■ Yapılacaklar:
1/ Panda kanındaki antibiyotik bileşikle ilgili metinde geçen "Bu süre, tıp dünyasında bugün kullanılan birçok antibiyotiğin etki gösterdiği süreden altı kat daha hızlı." cümlesini İngilizceye nasıl çevirirsiniz?
2/ Panda kanındaki antibiyotik bileşiği anlatan metni kaldığı yerden sürdürebilir misiniz?

■ Verilen metin:
▼

Pandaların, aralarında sürekli mesafe bulundurmaları gerektiği insanlar için çok önemli bir özelliğe sahip olduğu anlaşıldı. Bilim insanları, panda kanında bulunan güçlü bir antibiyotik bileşiğin, yeni tedaviler geliştirilmesinde büyük rol oynayableceğini ifade etti.
Çin’in Nanjing Tarım Üniversitesi’nde Dr. Xiuwen Yan’ın başını çektiği araştırma ekibi, dev pandaların genomu üzerinde yaptıkları analizlerde, dikkat çekici bir bulgu elde etti. Panda DNA’sı üzerinde yapılan analizler, canlının bağışıklık sisteminde oluşan güçlü bir antibiyotik bileşik tespit etti.
Çinli bilim insanlarının ‘cathelicidin-AM’ olarak adlandırdığı bileşiğin, zararlı bakterileri bir saatten kısa bir süre içinde öldürebildiği belirtildi. Bu süre, tıp dünyasında bugün kullanılan birçok antibiyotiğin etki gösterdiği süreden altı kat daha hızlı.

▲

■ Kayıt kümesi:
▼

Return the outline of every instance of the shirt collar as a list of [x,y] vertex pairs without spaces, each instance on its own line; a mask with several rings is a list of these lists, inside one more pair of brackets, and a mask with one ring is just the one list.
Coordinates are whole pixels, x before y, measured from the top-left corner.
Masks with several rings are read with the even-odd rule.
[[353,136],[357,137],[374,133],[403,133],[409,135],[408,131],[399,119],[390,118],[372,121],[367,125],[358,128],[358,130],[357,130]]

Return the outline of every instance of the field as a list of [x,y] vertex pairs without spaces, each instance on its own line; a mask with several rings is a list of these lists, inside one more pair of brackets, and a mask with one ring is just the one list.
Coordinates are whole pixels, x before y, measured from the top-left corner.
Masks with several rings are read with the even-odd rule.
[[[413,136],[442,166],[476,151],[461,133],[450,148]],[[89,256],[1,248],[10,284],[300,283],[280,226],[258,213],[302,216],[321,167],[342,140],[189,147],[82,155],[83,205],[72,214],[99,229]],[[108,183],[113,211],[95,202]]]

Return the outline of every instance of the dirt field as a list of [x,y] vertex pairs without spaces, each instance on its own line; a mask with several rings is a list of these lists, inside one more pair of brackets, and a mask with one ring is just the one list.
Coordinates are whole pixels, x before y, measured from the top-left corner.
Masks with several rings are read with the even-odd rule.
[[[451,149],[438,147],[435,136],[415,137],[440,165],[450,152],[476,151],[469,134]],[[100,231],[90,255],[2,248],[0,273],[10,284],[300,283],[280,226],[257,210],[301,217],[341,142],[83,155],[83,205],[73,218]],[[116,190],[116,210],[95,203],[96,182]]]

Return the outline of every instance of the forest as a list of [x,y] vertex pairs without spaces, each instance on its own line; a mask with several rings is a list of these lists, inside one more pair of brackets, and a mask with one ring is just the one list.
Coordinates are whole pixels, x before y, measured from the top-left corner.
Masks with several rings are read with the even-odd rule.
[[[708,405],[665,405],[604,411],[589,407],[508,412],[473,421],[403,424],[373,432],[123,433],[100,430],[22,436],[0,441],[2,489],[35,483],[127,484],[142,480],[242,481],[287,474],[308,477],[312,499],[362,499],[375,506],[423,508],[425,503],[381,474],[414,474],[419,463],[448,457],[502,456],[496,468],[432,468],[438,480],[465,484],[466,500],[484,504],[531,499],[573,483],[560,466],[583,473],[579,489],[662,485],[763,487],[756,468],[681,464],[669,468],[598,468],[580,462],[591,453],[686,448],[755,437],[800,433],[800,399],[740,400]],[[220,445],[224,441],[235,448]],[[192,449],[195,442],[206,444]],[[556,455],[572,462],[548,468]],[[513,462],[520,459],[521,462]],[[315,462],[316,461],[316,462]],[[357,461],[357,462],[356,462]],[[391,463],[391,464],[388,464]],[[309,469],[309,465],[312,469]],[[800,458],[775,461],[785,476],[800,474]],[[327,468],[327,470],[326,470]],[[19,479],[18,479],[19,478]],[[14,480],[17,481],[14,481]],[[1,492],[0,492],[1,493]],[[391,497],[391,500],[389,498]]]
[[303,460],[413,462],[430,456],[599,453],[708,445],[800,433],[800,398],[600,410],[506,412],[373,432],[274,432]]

▲

■ Beklenen sonuçlar:
1/ This time is six times faster than the time it takes many of the antibiotics used in the medical world today to show their effect.

2/
Dr. Yan, panda kanında gizli olan antibiyotiğin etkisini, İngiliz Daily Telegraph gazetesine anlattı:
"Cathelicidin-AM, ilaçlara direnç gösteren bakteri ve mantarlar dahil olmak üzere çok geniş çaplı mikroorganizmalara karşı önleyici etki gösterdi. Geleneksel antibiyotikler kullanarak mikroorganizmaların dirençlerini artırmak gibi bir risk söz konusuyken, en kısa zamanda yeni mikrop öldürücü ilaçlara ihtiyacımız var” dedi.
ÇOK GÜÇLÜ BİR ANTİBİYOTİK ÜRETİLEBİLİR
Zararlı mikroorganizmalara karşı konulması aşamasında, gen kodlanan anti-mikrobik peptitler önemli rol oynuyor. Peptitler, geleneksel antibiyotiklere kıyasla mikropların daha az direnç göstermesini sağlıyor. Bugüne kadar çeşitli hayvan, bitki ve mikroorganizma türlerinden 1000’den fazla anti-mikrobik peptit elde edildi.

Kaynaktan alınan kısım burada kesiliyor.